_Document text_

Skip to content

Blog No. 245. Killing Soleimani: The Good, the Bad and the Ugly

The killing of Major General Qassem Soleimani, produced an avalanche of media coverage–reporting, opinion and mixtures of the two. Yet how deep an impression it has all made on the public is unclear. It is also unclear what Trump’s action portends for the future of relations with Iran and the relationship between the Trump administration and Congress in the conduct of foreign affairs. It did expose yet again Trump’s manifestly unsteady hand in matters of foreign policy and national security and his difficulty in framing a credible and coherent message. While much remains uncertain, it is possible to make at least a tentative assessment of the good, the bad and the ugly aspects of the event.

In terms of what was good, Soleimani’s killing has been viewed, even by virtually all of Trump’s critics, as having been well deserved. There is little doubt as to his responsibility for past and recent actions killing and wounding Americans. Soleimani’s military and diplomatic skills were a major asset for Iran as it campaigned to sow unrest and to dominate its neighbors throughout the region. His death not only deprived Iran of that asset, but may also have, as the administration claims, have forestalled imminent attacks on American facilities and personnel. Just how “imminent” such attacks were, however, is a matter of continuing debate and that question is unlikely to have a definitive answer any time soon.

Apart from preventing or delaying any particular attacks that Soleimani may have been planning, it is possible that Trump’s action provided a more general deterrent to Iranian attacks on Americans. Whether that is in fact the case remains very much to be seen. Perhaps, however, it was a hopeful sign that Iran’s initial response was limited to firing a few missiles that resulted in no casualties and relatively limited physical damage to facilities. It is unclear whether Iran had hoped for a somewhat more destructive result, but it did not attempt as wide an assault as it might have.

There may also be some modest good news in Trump’s apparent intention to avoid further escalation, at least for now. His remarks on January 8 were hardly conciliatory–even before saying “Good Morning” and beginning to address the Soleimani event, he proclaimed that “As long as I am President of the United States, Iran will never be allowed to have a nuclear weapon.” Turning to matters more directly at hand, he launched into a verbal attack on Iran and Soleimani with glancing jabs at the Obama administration. Characteristically, his comments were filled with self-congratulation and sprinkled with inaccuracies and exaggerations. Yet despite Trump’s earlier threats of attacks on multiple targets in Iran (including cultural sites), he expressed no intention of launching any further military actions in response to the Iranian missile attack. He did announce the imposition of further sanctions against Iran, but it is not clear how much they will add to the existing regime of sanctions already designed to apply “maximum pressure.

_Information supplied_
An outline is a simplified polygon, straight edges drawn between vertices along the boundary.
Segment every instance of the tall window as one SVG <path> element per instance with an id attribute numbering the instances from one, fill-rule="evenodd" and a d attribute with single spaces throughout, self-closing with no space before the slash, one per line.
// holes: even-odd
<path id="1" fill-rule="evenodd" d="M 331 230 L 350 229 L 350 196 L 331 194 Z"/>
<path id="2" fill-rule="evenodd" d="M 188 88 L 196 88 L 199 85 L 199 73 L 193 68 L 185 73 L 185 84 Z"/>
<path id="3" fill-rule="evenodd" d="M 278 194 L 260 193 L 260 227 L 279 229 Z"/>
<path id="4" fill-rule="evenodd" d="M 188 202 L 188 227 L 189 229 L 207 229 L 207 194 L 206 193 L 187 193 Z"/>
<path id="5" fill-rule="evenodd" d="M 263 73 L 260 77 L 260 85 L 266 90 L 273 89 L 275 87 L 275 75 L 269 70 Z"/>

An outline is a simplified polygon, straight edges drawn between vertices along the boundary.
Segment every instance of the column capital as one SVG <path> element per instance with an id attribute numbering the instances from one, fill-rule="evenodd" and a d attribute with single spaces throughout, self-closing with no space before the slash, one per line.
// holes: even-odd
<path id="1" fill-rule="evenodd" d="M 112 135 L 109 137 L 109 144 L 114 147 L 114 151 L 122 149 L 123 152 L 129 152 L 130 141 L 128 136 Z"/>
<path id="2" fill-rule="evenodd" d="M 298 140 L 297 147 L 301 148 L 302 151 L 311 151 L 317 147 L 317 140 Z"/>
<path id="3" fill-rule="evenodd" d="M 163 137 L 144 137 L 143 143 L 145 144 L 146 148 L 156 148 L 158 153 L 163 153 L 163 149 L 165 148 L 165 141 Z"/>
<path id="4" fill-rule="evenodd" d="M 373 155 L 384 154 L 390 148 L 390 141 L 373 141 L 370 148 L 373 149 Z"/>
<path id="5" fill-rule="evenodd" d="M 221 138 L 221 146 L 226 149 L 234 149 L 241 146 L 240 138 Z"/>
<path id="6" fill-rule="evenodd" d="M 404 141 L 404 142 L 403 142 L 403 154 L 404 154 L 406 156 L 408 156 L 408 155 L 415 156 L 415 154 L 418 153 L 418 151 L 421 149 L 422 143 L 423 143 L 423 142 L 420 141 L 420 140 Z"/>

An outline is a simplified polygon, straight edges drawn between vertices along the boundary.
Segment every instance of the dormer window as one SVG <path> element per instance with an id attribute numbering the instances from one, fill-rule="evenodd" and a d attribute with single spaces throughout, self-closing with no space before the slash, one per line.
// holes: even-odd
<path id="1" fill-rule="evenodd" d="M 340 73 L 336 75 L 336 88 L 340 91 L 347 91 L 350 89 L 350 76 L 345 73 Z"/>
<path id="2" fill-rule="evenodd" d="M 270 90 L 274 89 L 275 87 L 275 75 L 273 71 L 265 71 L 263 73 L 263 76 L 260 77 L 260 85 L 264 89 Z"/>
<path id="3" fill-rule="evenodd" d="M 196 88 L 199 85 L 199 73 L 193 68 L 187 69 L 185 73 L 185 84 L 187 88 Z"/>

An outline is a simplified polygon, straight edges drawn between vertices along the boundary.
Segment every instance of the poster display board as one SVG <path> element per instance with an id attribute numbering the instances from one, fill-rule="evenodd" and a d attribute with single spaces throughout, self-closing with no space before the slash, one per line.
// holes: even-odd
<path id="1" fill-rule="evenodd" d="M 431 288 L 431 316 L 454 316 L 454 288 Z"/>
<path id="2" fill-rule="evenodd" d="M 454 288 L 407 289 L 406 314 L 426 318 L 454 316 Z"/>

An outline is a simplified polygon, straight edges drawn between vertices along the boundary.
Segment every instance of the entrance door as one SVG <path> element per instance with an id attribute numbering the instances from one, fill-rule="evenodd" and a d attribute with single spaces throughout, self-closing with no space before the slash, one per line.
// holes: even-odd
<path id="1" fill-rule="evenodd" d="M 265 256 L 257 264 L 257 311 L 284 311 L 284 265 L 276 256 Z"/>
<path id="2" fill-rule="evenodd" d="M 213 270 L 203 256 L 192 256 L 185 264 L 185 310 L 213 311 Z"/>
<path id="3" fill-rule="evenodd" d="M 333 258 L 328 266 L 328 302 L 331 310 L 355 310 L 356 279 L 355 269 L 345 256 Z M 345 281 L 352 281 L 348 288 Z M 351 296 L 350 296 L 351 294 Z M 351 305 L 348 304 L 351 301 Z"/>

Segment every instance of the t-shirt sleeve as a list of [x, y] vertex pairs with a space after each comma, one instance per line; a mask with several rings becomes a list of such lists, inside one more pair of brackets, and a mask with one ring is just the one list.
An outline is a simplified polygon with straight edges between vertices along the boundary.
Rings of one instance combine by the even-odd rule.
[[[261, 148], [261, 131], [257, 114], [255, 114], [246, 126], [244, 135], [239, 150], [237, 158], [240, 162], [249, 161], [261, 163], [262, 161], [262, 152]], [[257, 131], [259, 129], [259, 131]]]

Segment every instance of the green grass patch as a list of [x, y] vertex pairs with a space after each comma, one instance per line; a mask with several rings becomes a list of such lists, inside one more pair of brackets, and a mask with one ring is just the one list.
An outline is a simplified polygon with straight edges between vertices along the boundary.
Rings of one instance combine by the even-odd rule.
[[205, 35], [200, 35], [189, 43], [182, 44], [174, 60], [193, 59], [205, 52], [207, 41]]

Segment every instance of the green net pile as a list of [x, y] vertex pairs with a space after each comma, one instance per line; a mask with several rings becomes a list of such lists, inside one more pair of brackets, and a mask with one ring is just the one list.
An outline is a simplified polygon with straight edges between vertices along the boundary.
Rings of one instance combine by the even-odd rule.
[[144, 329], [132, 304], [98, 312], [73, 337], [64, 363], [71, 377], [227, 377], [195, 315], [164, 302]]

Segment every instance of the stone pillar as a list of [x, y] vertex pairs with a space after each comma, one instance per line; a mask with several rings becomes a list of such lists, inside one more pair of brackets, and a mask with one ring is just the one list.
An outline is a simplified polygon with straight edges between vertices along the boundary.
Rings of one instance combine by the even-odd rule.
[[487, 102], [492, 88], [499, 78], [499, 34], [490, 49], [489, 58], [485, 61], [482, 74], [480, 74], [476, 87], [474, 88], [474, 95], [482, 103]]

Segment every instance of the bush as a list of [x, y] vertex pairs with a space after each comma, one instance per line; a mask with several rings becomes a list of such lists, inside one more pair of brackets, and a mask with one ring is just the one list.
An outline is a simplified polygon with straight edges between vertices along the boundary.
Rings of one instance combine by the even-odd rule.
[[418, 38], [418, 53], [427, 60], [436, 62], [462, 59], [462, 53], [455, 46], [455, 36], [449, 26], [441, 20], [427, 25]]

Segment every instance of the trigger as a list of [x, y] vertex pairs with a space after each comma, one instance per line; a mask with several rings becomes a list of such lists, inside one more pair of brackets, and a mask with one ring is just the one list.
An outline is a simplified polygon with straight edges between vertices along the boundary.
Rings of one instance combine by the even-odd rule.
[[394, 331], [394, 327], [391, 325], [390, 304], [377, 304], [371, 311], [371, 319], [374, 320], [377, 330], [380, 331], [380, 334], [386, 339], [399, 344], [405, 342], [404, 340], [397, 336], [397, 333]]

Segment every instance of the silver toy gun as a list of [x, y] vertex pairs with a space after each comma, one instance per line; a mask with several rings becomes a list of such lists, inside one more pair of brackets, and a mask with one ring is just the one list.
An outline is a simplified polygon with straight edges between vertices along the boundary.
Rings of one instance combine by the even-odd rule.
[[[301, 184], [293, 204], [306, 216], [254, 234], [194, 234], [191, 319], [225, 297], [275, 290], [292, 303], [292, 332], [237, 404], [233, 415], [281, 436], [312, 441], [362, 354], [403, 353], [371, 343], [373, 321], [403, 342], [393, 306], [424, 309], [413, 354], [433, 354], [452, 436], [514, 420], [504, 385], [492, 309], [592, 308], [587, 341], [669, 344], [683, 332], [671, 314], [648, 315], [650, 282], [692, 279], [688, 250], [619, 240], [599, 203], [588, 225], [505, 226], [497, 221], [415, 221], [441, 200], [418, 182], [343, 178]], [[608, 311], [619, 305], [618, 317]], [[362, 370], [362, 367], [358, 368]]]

_What to do_
a) In the blog post on the killing of Soleimani, what did Trump proclaim in his January 8 remarks before saying "Good Morning"?
b) Continue the blog post on the killing of Soleimani from the point at which it stops.

_Responses for each task_
a) He proclaimed, "As long as I am President of the United States, Iran will never be allowed to have a nuclear weapon."

b)
Trump also expressed an interest in negotiation:

[The United Kingdom, Germany, France, Russia, and China] must now break away from the remnants of the Iran deal -– or JCPOA –- and we must all work together toward making a deal with Iran that makes the world a safer and more peaceful place. We must also make a deal that allows Iran to thrive and prosper, and take advantage of its enormous untapped potential. Iran can be a great country.

It is unclear, however, whether Trump has any strategy on how to get such negotiations started except by besieging Iran with sanctions, a course that has shown little promise. Apart from the intransigence of Iran, Trump’s penchant for erratic and unilateral actions has seriously impaired his credibility and any capacity to lead or persuade the other parties to the JCPOA to revisit the agreement they all agreed to and still support.

Apart from the lack of any coherent strategy, there is also the risk that having escaped disaster, Trump will feel emboldened to embark on still more reckless adventures. He would do well to heed the advice of Peggy Noonan, writing in the Wall Street Journal:

Administrations that get lucky in one drama tend to get cocky and begin new dramas. How would this administration look if it were feeling cocky? The way it looks every day. What would be good to see now is modesty—the modesty of serious people who know they got lucky.

Breath should not be held awaiting the arrival of modesty in the Trump White House.

*    *    *

There are several consequences of the Soleimani attack that can fairly be described as bad. Prominent among them is the severe damage to our relationship with Iraq, leading to the request by Iraq that American forces be withdrawn from that country. The administration thus far has, in effect, pretended that it didn’t hear the request or doesn’t think Iraq really meant it. It is possible that discussions with the Iraqi government will result in some modification of the request, but if Iraq holds firm, America will have no choice but to withdraw, and our departure will damage the interests of both countries by seriously increasing Iraq’s vulnerability to ISIS. If U.S. troops are required to leave. Trump has threatened sanctions and the Wall Street Journal reported on Tuesday that the administration is considering suspension of military and other aid to Iraq. Such actions would simply compound our mistake. Trump should understand that we do not give aid to Iraq out of some desire to be nice to that country, but because a strong Iraq is very much in our own interest. While the caliphate of ISIS has disappeared as a geographic entity, it retains thousands of supporters with the capacity to seriously undermine Iraqi stability and ultimately to threaten the United States.

Another significant negative of the Soleimani killing is the acceleration of the Iranian nuclear program. Despite our withdrawal from the JCPOA and the re-imposition of sanctions, Iran had continued to observe the restrictions on it under that agreement. On January 5, however, Iran announced that it will no longer abide by the restrictions. How far and how fast it intends to proceed remains to be seen, but the rejection of the agreement’s restraints is obviously a dangerous step. As David Sanger and William Broad pointed out in the New York Times, one of Trump’s major objections to the JCPOA was that its restrictions expired after 15 years, and Trump has now managed to advance that expiration by 10 years.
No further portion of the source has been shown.